作成内容 | 以下のエントリをすべて、一字一句変えずに繰り返すこと。画像は出力に含めない。

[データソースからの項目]
==================================================
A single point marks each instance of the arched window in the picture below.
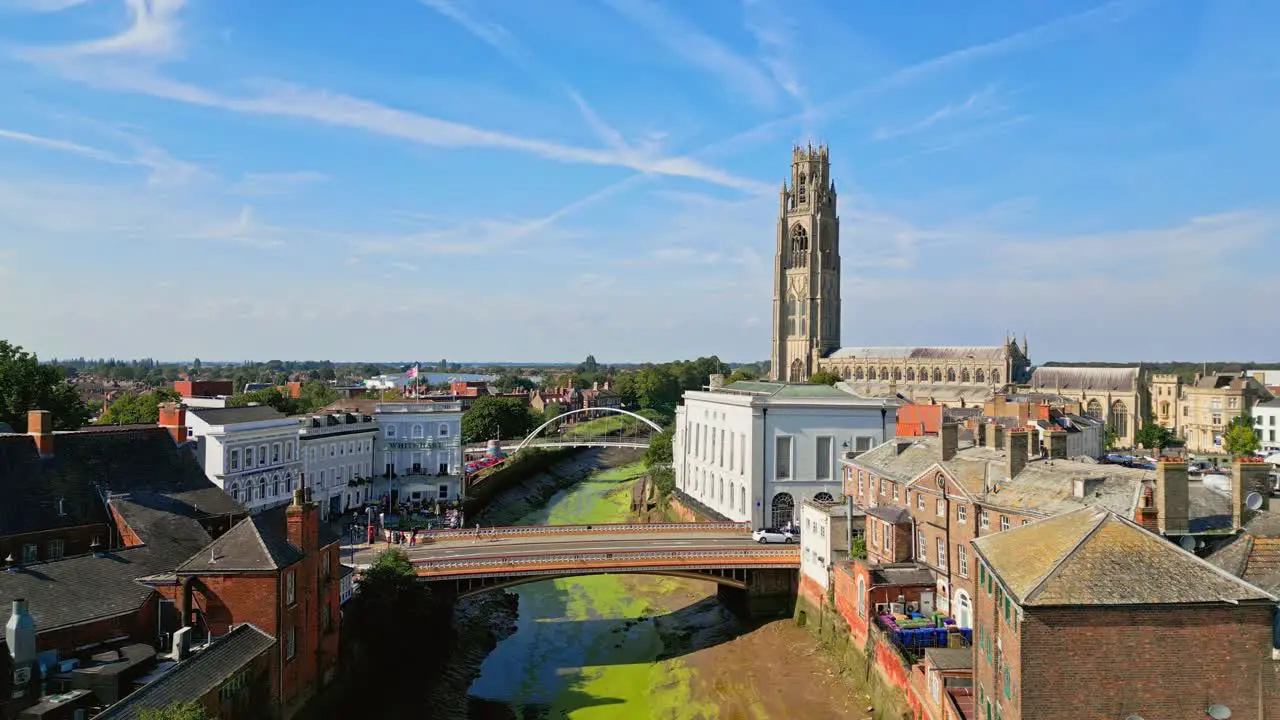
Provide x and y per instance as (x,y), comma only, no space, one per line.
(784,510)
(799,247)
(964,609)
(1095,410)
(796,370)
(1119,419)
==================================================
回答 |
A single point marks each instance of the arched window in the picture below.
Provide x and y per instance as (x,y), comma only, no space, one per line.
(784,510)
(799,247)
(964,609)
(1095,410)
(796,370)
(1119,419)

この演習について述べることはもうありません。